Supplied text ▸
People have reported similar, minor side effects after each of the three COVID-19 vaccines authorized for use in the United States. Most commonly, those include muscle aches, fever, headache, nausea and fatigue.
Ellis said side effects are often more pronounced after the second dose of the Moderna or Pfizer vaccine, but they should subside in a day or two. And while side effects can be strong enough knock you off your normal routine, serious reactions requiring medical care are extremely rare.
“When you weigh the pros and cons of the vaccine versus natural infection and disease, it really goes in the favor of getting the vaccine,” he said. “You’re doing it for yourself and doing it for your community.”
People shouldn’t take over-the-counter pain killers before their appointment, but it’s generally OK afterward.
Although aspirin, ibuprofen and Tylenol are common medications, researchers don’t yet know if or how they might affect how well the vaccine works.
The U.S. Centers for Disease Control and Prevention also recommends against taking antihistamines before getting a COVID-19 vaccine to try to prevent allergic reactions.
“Right now, the recommendation is after you get your vaccine, drink plenty of fluids, get some rest and maybe do a little exercise and apply some heat or cold to your vaccine site,” Ellis said.
If individuals do not have underlying health conditions that prevent them from taking over-the-counter pain killers normally, it’s generally OK to take them after the vaccine to relieve discomfort.
Getting both doses of Pfizer and Moderna is critically important.
While the first dose of the Pfizer or Moderna vaccines do provide some protection against COVID-19, it takes both doses to get the full benefit.
“Perhaps one analogy is you wouldn’t leave the house wearing just one shoe in the morning, so why would you get only one vaccine dose? Get both doses so you can get the 95, 94 percent protection that’s offered by both vaccines,” said Dr. Jason Huntley, associate professor of Medical Microbiology and Immunology in the College of Medicine and Life Sciences. “If you don’t, you’re putting yourself at risk as well as everyone else around you.”
The Johnson & Johnson vaccine has been shown in clinical trials to deliver its full benefit after a single dose.
All three FDA-authorized vaccines are safe and well tested.
The speed with which COVID-19 vaccines were deployed in the United States — less than a year after the first known cases — has caused some to question the process.
But Russo said people should be confident that all three vaccines are fully tested and have been deemed safe.

Data supplied ▸
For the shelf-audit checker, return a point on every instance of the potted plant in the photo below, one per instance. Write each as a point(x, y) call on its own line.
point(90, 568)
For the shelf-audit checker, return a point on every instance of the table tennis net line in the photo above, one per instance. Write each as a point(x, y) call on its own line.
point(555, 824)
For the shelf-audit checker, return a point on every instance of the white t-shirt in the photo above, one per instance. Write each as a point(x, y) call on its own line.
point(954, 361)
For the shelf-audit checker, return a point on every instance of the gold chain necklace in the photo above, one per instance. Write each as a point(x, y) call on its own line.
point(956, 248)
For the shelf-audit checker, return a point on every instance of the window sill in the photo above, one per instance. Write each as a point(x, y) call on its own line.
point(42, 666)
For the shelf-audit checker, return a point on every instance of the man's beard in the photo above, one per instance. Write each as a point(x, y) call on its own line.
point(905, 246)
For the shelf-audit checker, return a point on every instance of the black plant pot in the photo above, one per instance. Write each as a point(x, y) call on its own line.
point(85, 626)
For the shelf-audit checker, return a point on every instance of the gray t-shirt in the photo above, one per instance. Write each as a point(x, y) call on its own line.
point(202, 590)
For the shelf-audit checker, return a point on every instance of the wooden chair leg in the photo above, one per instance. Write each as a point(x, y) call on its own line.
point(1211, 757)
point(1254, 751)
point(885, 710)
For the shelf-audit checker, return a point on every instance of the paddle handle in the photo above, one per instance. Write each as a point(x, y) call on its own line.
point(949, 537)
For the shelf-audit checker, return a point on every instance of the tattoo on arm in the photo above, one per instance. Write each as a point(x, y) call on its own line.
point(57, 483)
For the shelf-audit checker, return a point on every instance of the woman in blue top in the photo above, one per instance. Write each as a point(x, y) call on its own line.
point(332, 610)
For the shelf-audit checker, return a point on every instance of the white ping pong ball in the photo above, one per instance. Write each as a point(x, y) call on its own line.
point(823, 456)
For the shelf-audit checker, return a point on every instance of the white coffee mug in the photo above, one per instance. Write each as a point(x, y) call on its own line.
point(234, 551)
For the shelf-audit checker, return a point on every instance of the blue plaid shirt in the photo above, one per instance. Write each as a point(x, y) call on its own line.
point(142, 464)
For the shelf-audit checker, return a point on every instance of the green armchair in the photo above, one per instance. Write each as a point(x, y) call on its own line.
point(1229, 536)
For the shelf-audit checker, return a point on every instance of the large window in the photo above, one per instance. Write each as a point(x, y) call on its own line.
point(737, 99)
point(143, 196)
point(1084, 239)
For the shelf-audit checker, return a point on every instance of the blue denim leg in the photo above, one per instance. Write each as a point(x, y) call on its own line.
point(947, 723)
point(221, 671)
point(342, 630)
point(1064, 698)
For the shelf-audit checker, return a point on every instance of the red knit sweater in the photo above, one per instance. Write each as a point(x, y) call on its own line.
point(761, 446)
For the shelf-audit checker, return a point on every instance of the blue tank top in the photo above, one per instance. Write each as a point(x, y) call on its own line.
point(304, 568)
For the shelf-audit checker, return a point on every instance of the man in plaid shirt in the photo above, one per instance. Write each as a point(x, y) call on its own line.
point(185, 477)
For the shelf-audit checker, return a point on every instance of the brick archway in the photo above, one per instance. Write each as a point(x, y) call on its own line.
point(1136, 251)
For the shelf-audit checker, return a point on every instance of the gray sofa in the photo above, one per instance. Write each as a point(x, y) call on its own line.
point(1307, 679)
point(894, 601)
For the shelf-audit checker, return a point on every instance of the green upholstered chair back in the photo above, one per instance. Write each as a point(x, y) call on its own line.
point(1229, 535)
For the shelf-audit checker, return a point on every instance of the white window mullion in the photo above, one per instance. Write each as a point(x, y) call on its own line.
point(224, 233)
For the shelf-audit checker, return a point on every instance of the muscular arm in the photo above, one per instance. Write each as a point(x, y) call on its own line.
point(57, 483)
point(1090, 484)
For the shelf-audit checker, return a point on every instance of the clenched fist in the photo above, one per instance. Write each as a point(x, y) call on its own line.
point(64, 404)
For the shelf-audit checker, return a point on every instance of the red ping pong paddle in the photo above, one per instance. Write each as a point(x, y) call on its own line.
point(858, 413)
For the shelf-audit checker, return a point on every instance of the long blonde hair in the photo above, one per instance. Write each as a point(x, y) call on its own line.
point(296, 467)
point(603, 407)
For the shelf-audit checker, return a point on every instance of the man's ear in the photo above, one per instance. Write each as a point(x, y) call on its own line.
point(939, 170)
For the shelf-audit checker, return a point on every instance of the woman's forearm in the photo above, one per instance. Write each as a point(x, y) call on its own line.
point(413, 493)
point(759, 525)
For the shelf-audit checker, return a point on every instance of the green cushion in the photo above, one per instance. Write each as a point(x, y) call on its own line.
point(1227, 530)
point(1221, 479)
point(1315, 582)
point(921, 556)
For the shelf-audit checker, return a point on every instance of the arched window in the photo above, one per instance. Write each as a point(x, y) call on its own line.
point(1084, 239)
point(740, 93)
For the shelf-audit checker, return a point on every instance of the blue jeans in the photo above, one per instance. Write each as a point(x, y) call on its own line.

Tasks to carry out ▸
- A) Could you quote the COVID-19 vaccine passage between "The U.S. Centers" and "to relieve discomfort.", inclusive?
- B) Can you extend the COVID-19 vaccine passage, picking up after its final sentence?

Answers per task ▸
- A)
The U.S. Centers for Disease Control and Prevention also recommends against taking antihistamines before getting a COVID-19 vaccine to try to prevent allergic reactions.
“Right now, the recommendation is after you get your vaccine, drink plenty of fluids, get some rest and maybe do a little exercise and apply some heat or cold to your vaccine site,” Ellis said.
If individuals do not have underlying health conditions that prevent them from taking over-the-counter pain killers normally, it’s generally OK to take them after the vaccine to relieve discomfort.

- B)
“I think that we in the U.S. are just not used to science coming up with an answer that fast. But when you have a lot of really great scientists all hyper focused on one thing, it’s going to speed up how quickly we came up with an answer,” she said “Just because we came up with that quickly doesn’t mean that we skipped steps.”
You are fully vaccinated, now what?
While vaccines begin providing some protection from COVID-19 in the first week after inoculation, individuals aren’t considered fully vaccinated until two weeks after receiving their final dose.
During that time period, people should continue taking precautions as if they were unvaccinated.
Once fully vaccinated, the CDC says you are able to do some of the things you stopped because of the pandemic, such as gathering indoors with other fully vaccinated individuals without wearing masks and visiting with unvaccinated people from one other household without masks, so long as none of those individuals is at an increased risk for severe illness.
However, because researchers are still learning about how vaccines will affect the spread of COVID-19, individuals should continue practicing social distancing and wearing face coverings while in public.
“I understand that it’s been a rough year and I know people are ready for things to return to normal, but after you get your first dose, after you get your second dose, it’s not time to take off your mask,” Huntley said. “Until we get 60% to 70% percent of the population vaccinated and we start to see case numbers dramatically go down, we really need to stick with the current protocols for wearing masks, social distancing and monitoring ourselves for symptoms.”